→ Vorliegender Text
- - - -
Aktuell
INTERNATIONALER TAG DER PROVENIENZFORSCHUNG AM 10. APRIL 2024
Woher stammen die Kunstwerke, die sich heute in unserer Sammlung befinden? Wem gehörten sie zuvor? Wer hat sie verkauft, vererbt, getauscht oder geschenkt? Wem wurden sie möglicherweise unrechtmäßig entzogen?
Am Mittwoch, dem 10. April 2024 um 15 Uhr stellt Ihnen Dagmar Lott ihre Arbeit als Provenienzforscherin am Ernst Barlach Haus vor. Sie berichtet von den Fragestellungen und Methoden ihres Forschungsbereichs, über ihre Recherchen und Ergebnisse. Im Fokus stehen ausgewählte Werke aus unserer Sammlung, deren wechselvolle Besitzgeschichte Auskunft über das Schicksal der Werke Ernst Barlachs während der Zeit des Nationalsozialismus und über den Kunsthandel der Nachkriegszeit gibt.
- - - -
→ Datenauszug

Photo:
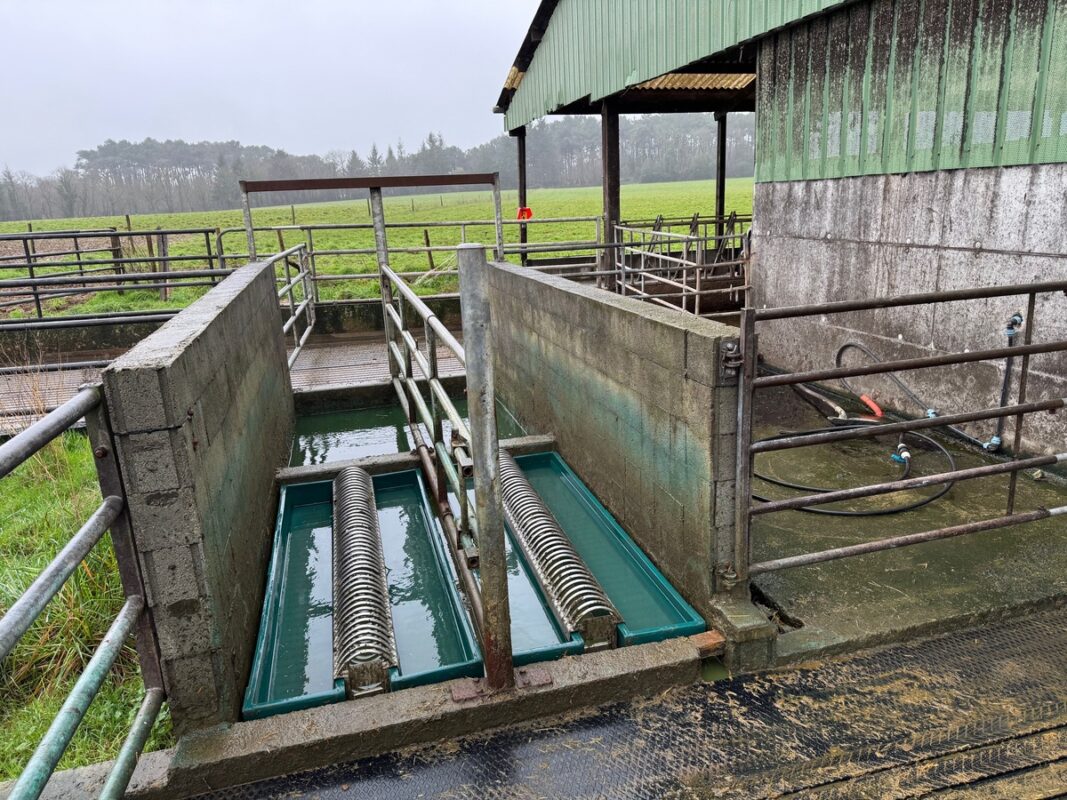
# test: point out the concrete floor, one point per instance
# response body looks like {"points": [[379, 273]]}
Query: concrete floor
{"points": [[884, 596], [976, 714]]}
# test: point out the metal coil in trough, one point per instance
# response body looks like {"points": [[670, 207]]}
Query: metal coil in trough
{"points": [[576, 597], [364, 645]]}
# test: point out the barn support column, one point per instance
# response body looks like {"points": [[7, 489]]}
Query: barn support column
{"points": [[520, 134], [720, 174], [612, 202]]}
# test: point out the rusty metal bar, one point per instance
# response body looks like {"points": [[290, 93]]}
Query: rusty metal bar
{"points": [[1023, 381], [791, 379], [906, 300], [787, 443], [887, 544], [930, 480], [489, 504]]}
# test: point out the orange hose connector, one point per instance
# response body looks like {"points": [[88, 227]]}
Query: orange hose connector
{"points": [[869, 402]]}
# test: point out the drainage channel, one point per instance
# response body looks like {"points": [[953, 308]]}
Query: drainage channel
{"points": [[428, 621]]}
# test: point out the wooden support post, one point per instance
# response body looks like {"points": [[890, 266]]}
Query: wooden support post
{"points": [[720, 175], [609, 150], [520, 134]]}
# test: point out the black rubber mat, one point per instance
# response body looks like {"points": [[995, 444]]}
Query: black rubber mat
{"points": [[981, 713]]}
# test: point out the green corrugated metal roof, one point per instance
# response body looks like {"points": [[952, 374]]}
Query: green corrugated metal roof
{"points": [[913, 85], [595, 48]]}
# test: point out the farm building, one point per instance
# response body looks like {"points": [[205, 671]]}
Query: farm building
{"points": [[903, 146], [721, 506]]}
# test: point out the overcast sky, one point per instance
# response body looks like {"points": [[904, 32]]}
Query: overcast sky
{"points": [[306, 76]]}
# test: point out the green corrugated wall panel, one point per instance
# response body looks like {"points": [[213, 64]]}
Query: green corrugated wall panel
{"points": [[1052, 144], [913, 85], [596, 48]]}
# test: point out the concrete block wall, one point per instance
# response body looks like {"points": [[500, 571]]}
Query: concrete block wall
{"points": [[633, 395], [887, 235], [203, 416]]}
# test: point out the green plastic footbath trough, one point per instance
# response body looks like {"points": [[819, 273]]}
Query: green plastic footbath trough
{"points": [[292, 666]]}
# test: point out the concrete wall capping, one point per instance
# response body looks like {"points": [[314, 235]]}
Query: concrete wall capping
{"points": [[203, 415], [924, 232]]}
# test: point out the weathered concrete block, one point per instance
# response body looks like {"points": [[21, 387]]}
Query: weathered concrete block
{"points": [[205, 418], [631, 392]]}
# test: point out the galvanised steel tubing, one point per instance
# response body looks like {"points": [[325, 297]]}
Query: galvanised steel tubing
{"points": [[249, 230], [98, 234], [95, 289], [35, 776], [105, 262], [1020, 420], [904, 365], [300, 344], [489, 502], [109, 316], [452, 537], [25, 611], [124, 278], [32, 369], [888, 544], [122, 770], [424, 310], [92, 322], [910, 425], [20, 447], [102, 444], [292, 319], [923, 482], [906, 300]]}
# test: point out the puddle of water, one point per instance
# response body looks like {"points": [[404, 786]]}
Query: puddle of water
{"points": [[339, 435]]}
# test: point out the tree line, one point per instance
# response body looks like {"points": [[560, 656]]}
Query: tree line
{"points": [[155, 176]]}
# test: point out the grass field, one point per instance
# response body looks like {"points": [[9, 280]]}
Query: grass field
{"points": [[48, 498], [643, 201]]}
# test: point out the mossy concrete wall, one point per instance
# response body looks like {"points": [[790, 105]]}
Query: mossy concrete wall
{"points": [[634, 395], [890, 235], [203, 415]]}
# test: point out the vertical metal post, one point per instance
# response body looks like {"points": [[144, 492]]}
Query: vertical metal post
{"points": [[29, 265], [164, 253], [247, 208], [382, 252], [439, 430], [220, 250], [1028, 338], [720, 175], [489, 508], [520, 134], [100, 438], [609, 150], [498, 216], [732, 575]]}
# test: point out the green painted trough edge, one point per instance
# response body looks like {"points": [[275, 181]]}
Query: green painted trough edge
{"points": [[689, 622], [470, 667], [289, 497]]}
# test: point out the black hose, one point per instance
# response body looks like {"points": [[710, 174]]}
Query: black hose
{"points": [[821, 490], [903, 386]]}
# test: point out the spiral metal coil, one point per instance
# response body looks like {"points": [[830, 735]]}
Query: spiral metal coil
{"points": [[577, 600], [364, 646]]}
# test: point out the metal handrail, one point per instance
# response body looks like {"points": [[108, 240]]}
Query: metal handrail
{"points": [[738, 568], [32, 603]]}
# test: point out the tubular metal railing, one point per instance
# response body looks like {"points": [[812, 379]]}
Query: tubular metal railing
{"points": [[737, 571], [300, 304], [682, 270], [132, 619], [77, 268], [564, 249]]}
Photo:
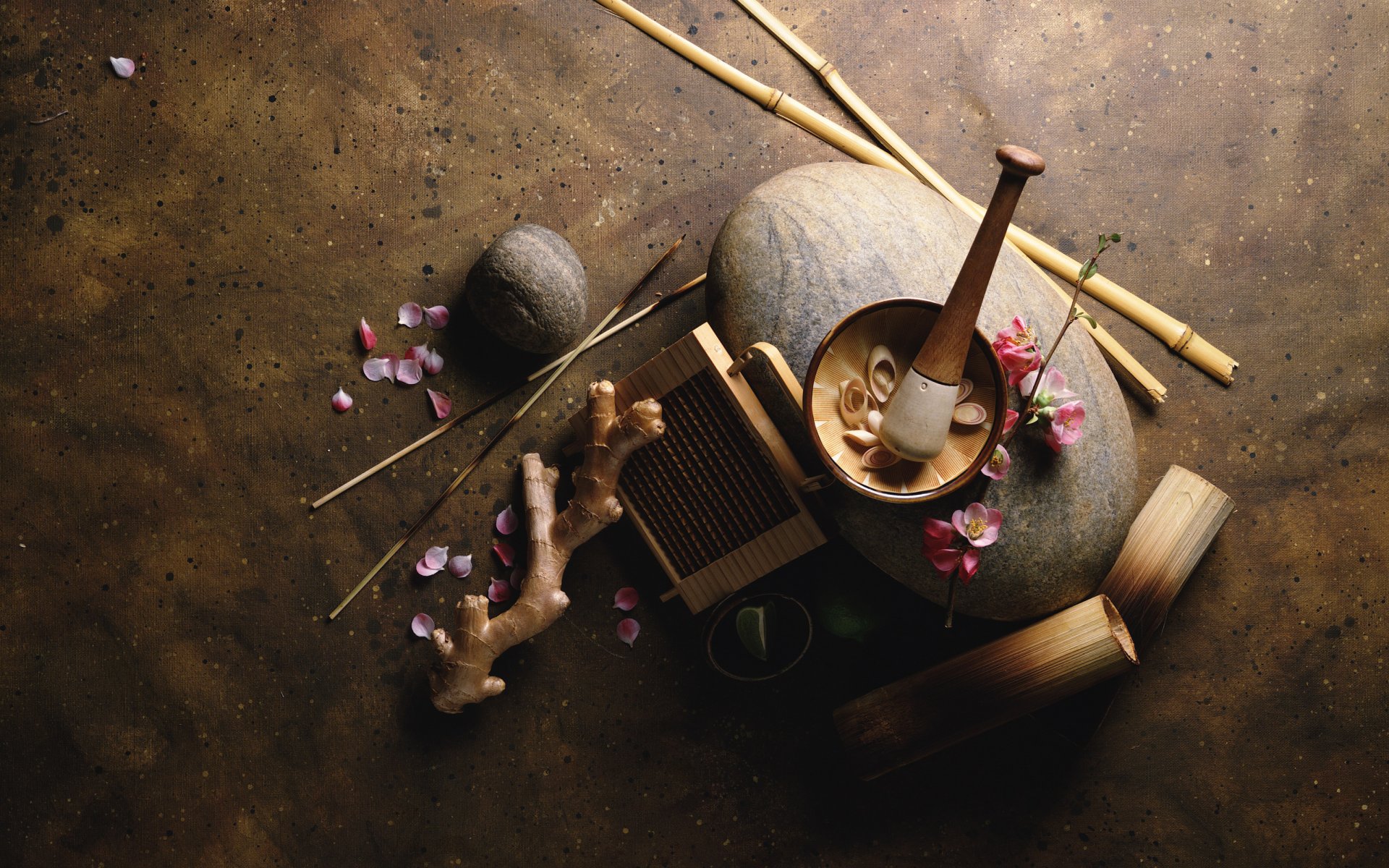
- - - -
→ Ihre Aufgabe
Greifen Sie den Text zum Internationalen Tag der Provenienzforschung nach seinem letzten Satz auf und schreiben Sie ihn weiter.

→ Antwort zur Aufgabe
Initiator des Aktionstags ist der Arbeitskreis Provenienzforschung e. V., ein internationaler Zusammenschluss von über 300 Wissenschaftlerinnen und Wissenschaftlern.
Einblicke in den aktuellen Wissensstand rund um unsere Bestände vermittelt Ihnen ein neues digitales Angebot: Erkunden Sie alle Skulpturen und Zeichnungen unserer Sammlung hier.
Eine Frage der Herkunft
Provenienzforschung im Ernst Barlach Haus
Bereits 2002 und 2007 dokumentierte das Ernst Barlach Haus seinen Bestand an Zeichnungen und Skulpturen in zwei reichhaltigen Sammlungsbänden. Dabei wurden auch wesentliche Daten zu Herkunft und Objektbiografien der Kunstwerke veröffentlicht. Seit 2015 erforschen wir die Provenienzen unserer Bestände erneut und überprüfen die Sammlung systematisch auf NS-Raubgut. Damit hat das Ernst Barlach Haus unter den privat getragenen Museen in Deutschland eine Vorreiterrolle übernommen.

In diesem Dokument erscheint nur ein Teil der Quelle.